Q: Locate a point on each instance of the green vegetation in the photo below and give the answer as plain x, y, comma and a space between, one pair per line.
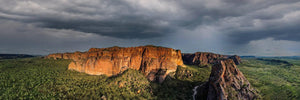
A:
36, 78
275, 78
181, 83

· · · ·

- What you need to do
Copy every line of the items above verbatim, leaving out the pictures.

- Response to this exercise
Q: Locate a point on each instance of the green vegetation in the photo below and give the answer as plain x, y, comma and a space between, one pair per line.
A:
36, 78
275, 78
181, 83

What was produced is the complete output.